(Data extracted from a collection)
Segment Open
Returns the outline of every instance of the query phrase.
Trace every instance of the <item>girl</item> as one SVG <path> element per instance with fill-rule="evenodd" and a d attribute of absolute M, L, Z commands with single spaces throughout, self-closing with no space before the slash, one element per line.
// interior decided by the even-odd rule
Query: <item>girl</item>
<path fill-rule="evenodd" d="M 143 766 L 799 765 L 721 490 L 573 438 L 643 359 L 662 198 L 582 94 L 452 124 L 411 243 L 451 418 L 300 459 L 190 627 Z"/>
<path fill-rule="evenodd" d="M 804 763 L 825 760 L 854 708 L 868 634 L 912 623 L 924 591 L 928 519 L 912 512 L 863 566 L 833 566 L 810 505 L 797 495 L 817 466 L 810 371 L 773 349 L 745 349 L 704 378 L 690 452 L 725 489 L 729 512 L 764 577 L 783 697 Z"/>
Segment Closed
*Aim of the exercise*
Exactly as written, repeat each line from the beginning of the data above to the line containing "the even-odd rule", inclusive.

*Result below*
Returns the outline of every instance of the query phrase.
Trace every instance of the <item>girl</item> as one SVG <path> element per instance with fill-rule="evenodd" and a d attribute of absolute M, L, Z commands with single spaces throughout, self-closing with no space before the slash, one element per line.
// interior decided by the even-odd rule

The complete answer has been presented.